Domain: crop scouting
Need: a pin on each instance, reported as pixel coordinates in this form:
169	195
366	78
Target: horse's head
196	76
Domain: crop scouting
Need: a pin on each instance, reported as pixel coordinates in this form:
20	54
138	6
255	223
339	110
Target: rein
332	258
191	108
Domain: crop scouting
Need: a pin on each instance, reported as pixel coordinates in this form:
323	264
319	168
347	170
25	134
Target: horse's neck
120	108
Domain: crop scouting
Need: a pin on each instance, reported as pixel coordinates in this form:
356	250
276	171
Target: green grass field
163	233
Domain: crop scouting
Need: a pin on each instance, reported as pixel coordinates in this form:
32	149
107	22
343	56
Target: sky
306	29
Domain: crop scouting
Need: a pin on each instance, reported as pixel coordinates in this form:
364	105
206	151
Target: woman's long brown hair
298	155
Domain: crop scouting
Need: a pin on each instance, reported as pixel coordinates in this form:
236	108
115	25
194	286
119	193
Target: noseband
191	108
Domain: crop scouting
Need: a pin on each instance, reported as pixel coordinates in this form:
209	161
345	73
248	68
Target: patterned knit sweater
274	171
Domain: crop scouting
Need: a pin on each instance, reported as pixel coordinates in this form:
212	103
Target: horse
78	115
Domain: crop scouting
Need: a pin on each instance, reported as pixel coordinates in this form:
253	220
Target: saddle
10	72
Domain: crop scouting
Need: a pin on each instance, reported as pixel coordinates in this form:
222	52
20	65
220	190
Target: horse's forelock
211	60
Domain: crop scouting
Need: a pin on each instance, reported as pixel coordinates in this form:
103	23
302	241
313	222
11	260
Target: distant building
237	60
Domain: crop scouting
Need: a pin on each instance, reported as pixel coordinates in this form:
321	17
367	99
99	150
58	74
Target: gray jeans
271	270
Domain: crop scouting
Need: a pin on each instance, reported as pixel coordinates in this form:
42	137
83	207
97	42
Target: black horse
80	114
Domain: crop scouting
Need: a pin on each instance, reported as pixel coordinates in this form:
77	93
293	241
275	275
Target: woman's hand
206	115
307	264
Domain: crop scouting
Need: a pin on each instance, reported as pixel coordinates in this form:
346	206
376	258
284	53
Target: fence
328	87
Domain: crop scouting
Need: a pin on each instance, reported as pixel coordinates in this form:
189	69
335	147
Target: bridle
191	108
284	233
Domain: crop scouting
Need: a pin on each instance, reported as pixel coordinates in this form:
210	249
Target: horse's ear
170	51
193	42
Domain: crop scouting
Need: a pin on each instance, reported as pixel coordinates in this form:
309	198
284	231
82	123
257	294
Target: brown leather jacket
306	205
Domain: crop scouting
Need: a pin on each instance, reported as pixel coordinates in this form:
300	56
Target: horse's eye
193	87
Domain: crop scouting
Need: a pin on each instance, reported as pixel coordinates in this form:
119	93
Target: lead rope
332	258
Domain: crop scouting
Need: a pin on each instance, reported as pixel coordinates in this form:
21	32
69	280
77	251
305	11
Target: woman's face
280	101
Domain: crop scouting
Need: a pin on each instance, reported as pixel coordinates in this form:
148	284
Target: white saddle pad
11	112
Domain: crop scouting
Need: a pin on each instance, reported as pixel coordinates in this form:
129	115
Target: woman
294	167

__Exercise brief__. Every entry above should be retyped exactly as shown.

__Answer for this exercise__.
Domain: crop scouting
Need: a pin on each instance, reported as pixel coordinates in this form:
169	195
366	78
Target: horse's head
196	76
Domain: crop scouting
Need: a pin on each instance, reported as pixel coordinates in this form:
20	54
138	6
255	223
339	110
Target: rein
332	258
191	108
Domain: crop scouting
Need: a pin on each instance, reported as pixel coordinates in this form:
323	264
319	168
347	170
25	134
Target: horse's neck
120	108
Domain: crop scouting
Need: a pin on each instance, reported as pixel coordinates in this form:
356	250
276	171
Target: green grass field
163	233
Domain: crop scouting
Need: a pin on each instance, reported as pixel coordinates in this form:
32	149
107	22
343	56
Target: sky
306	29
Domain: crop scouting
Need: a pin on each instance, reported as pixel coordinates in this form:
364	105
206	151
Target: woman's long brown hair
298	155
Domain: crop scouting
Need: a pin on each instance, reported as pixel coordinates in this form:
236	108
115	25
194	286
119	193
Target: noseband
191	108
Domain: crop scouting
Need: a pin on each instance, reported as pixel coordinates in this form:
209	161
345	73
248	68
Target: patterned knit sweater
274	171
Domain: crop scouting
Need: a pin on each instance, reported as pixel coordinates in this form:
212	103
Target: horse
78	115
Domain: crop scouting
Need: a pin on each instance, reported as pixel coordinates in this form:
253	220
Target: saddle
10	72
Domain: crop scouting
Need: a pin on each instance, reported as pixel coordinates in this form:
222	52
20	65
220	190
Target: horse's forelock
211	60
Domain: crop scouting
Need: a pin on each instance, reported as pixel coordinates in this form:
103	23
302	241
313	222
11	260
Target: distant building
237	60
Domain: crop scouting
Need: a pin on each instance, reported as pixel coordinates in this form:
321	17
367	99
99	150
58	74
Target: gray jeans
271	270
Domain: crop scouting
Need: a pin on each instance, reported as pixel coordinates in this form:
42	137
83	207
97	42
Target: black horse
80	114
Domain: crop scouting
Need: a pin on each instance, reported as pixel coordinates in this form:
77	93
293	241
275	275
Target: woman's hand
206	115
307	264
Domain: crop scouting
Need: a pin on each instance, reported as pixel coordinates in this form:
346	206
376	258
284	53
Target: fence
328	87
Domain: crop scouting
Need: a pin on each instance, reported as pixel coordinates in this form:
189	69
335	147
Target: bridle
191	108
284	233
Domain: crop scouting
Need: a pin on each instance, reported as pixel coordinates in this form:
210	249
Target: horse's ear
170	51
193	42
Domain: crop scouting
Need: a pin on each instance, reported as pixel coordinates in this form:
309	198
284	231
82	123
257	294
Target: brown leather jacket
306	205
Domain: crop scouting
Need: a pin on each instance, reported as pixel coordinates in this form:
300	56
Target: horse's eye
193	87
Domain: crop scouting
Need: a pin on each instance, reported as pixel coordinates in this form:
119	93
Target: lead rope
332	258
Domain: crop scouting
Need: a pin on each instance, reported as pixel coordinates in this form:
21	32
69	280
77	251
305	11
Target: woman's face
280	101
Domain: crop scouting
Need: a pin on each instance, reported as pixel coordinates in this form:
148	284
Target: white saddle pad
11	112
Domain: crop scouting
Need: a pin on each instance, reported as pixel coordinates in this form:
129	115
Target: woman
294	167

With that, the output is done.